LOS ANGELES (Reuters) - Hollywood's red carpet will finally roll out for Sunday's Screen Actors Guild Awards in what could end up being the only big party in an awards season stripped of stars and marred by a bitter industry strike.
The Screen Actors Guild (SAG) hands out its annual movie and television awards at a ceremony packed with all the designer dresses and gushing thank-you speeches that have been missing so far in Hollywood's traditional three-month-long celebration of itself, leading to the Oscars on February 24.
Tom Cruise, Kate Hudson, Russell Crowe and John Travolta headline a list of presenters, while George Clooney, Angelina Jolie and Cate Blanchett are among the nominees expected to don bow-ties and ballgowns for SAG's red carpet parade into the Shrine auditorium in Los Angeles.
"I think there is huge excitement about the Screen Actors Guild awards because it has the blessing of everyone and because actors are the most glamorous group," said Tom O'Neil, columnist for award-watching Web site TheEnvelope.com.
"It may may be the closest we get to full star participation and a fancy awards show this season," he said.
The Golden Globes were reduced to a dull, celebrity-free news conference, and the People's Choice Awards became a pre-taped video clip show this month when actors refused to cross picket lines of striking Hollywood writers in a three-month dispute with major movie and television studios.

- _What is needed_
Resume the news report above on the Screen Actors Guild Awards and the writers' strike, writing on from its final sentence.

- _Material shown_
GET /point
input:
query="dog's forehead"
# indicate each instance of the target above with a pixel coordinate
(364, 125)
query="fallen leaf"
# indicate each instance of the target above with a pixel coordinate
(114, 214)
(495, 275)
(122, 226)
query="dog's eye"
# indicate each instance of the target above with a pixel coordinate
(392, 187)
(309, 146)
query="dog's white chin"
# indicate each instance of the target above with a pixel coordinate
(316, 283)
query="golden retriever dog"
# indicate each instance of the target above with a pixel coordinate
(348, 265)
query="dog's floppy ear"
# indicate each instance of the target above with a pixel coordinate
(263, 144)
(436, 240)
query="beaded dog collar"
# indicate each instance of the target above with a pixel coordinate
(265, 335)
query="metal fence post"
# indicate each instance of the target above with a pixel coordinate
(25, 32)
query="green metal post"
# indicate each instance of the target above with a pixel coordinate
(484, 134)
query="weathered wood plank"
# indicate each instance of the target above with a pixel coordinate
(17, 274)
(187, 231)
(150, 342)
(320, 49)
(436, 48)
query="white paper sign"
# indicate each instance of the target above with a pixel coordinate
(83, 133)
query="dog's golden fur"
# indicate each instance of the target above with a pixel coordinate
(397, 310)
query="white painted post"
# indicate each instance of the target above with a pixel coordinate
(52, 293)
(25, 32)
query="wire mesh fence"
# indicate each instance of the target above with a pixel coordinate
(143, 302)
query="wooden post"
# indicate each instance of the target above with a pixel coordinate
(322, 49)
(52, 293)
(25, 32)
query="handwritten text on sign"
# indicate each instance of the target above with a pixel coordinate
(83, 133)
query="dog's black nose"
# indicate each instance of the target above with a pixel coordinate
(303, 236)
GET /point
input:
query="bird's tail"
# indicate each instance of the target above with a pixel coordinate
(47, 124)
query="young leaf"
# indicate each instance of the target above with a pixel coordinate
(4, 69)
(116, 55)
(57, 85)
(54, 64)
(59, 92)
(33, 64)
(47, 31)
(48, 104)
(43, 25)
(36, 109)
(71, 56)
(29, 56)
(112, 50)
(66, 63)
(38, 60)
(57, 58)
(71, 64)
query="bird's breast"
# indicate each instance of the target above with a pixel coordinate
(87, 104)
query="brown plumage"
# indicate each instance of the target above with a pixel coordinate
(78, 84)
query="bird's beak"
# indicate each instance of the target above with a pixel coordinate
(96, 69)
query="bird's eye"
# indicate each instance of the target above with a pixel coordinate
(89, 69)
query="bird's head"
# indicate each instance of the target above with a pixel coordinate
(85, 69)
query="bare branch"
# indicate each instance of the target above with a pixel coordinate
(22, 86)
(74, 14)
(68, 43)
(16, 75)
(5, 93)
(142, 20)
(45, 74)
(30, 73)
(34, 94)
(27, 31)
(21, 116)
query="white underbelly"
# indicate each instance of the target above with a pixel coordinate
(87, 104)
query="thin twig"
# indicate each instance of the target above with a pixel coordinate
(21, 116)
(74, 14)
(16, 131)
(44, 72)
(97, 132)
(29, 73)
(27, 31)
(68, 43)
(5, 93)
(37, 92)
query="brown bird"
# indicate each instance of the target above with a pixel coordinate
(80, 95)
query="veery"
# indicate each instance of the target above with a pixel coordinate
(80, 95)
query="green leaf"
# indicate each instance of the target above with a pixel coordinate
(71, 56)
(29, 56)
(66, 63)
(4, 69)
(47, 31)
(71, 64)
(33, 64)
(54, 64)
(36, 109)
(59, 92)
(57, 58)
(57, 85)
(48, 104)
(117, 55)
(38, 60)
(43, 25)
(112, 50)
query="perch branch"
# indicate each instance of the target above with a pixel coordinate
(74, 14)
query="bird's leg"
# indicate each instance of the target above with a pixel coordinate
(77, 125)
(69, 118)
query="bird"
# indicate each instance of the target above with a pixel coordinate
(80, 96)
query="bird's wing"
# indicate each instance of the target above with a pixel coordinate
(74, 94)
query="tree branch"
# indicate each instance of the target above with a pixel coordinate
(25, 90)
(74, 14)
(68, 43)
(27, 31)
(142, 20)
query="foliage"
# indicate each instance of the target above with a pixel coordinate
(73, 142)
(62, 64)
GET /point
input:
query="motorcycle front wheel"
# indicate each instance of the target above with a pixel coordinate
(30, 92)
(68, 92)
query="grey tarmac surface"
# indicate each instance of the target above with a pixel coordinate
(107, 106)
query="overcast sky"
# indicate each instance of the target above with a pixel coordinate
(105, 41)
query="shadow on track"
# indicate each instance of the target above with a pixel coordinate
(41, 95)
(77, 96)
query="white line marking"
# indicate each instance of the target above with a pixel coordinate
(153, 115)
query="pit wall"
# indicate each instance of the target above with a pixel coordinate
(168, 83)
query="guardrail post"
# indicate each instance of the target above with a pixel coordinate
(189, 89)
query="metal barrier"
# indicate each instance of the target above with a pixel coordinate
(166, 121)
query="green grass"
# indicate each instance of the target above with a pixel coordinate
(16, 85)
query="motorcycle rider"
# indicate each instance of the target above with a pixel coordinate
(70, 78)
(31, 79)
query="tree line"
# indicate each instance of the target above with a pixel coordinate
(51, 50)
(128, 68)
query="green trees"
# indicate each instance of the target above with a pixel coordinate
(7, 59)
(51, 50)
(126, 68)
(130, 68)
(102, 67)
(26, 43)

- _Answer section_
But the Screen Actors Guild has been a firm ally of the Writers Guild of America during the labor conflict. In return, the WGA said it would allow its members to write for the SAG awards show and would not mount protests outside the event.
No such deal has been reached with organizers of the Oscar ceremony, casting doubt on whether the movie industry's biggest showcase will go ahead in its usual form.
The SAG winners are expected to give a clearer indication of those bound for Oscar glory because actors make up the largest group of the roughly 6,000 Academy Award voters.
Britons Daniel Day-Lewis, for the early 20th century oil drama "There Will Be Blood," and Julie Christie, who plays a woman with Alzheimer's Disease in "Away From Her," are favorites to take the top SAG acting honors. Both have won Golden Globes and received Oscar nominations this week.
Experts said Spanish actor Javier Bardem looks unstoppable in his supporting role as a cool-headed killer in the Coen brothers movie "No Country For Old Men" after winning the Golden Globe, many critics prizes and an Oscar nomination.
The supporting actress category, which includes Blanchett playing Bob Dylan in "I'm Not There," and Tilda Swinton for the legal thriller "Michael Clayton" is less predictable.
SAG's most-nominated movie with four nods is the true life wilderness drama "Into The Wild," which was written and directed by actor Sean Penn and which disappointed with only two Oscar nominations.
Joining it on the list of nominees for best ensemble cast in a film -- SAG's top award -- are "No Country for Old Men," musical "Hairspray," crime thriller "American Gangster" and western "3:10 to Yuma."
"There Will Be Blood" -- which along with "No Country for Old Men" leads the Oscar field with eight nominations -- was shut out of the SAG ensemble cast hopefuls, along with period romance "Atonement."
The Screen Actors Guild also hands out television awards. "The Sopranos," "Boston Legal," "Grey's Anatomy," "The Closer" and "Mad Men" are competing for best TV drama ensemble cast.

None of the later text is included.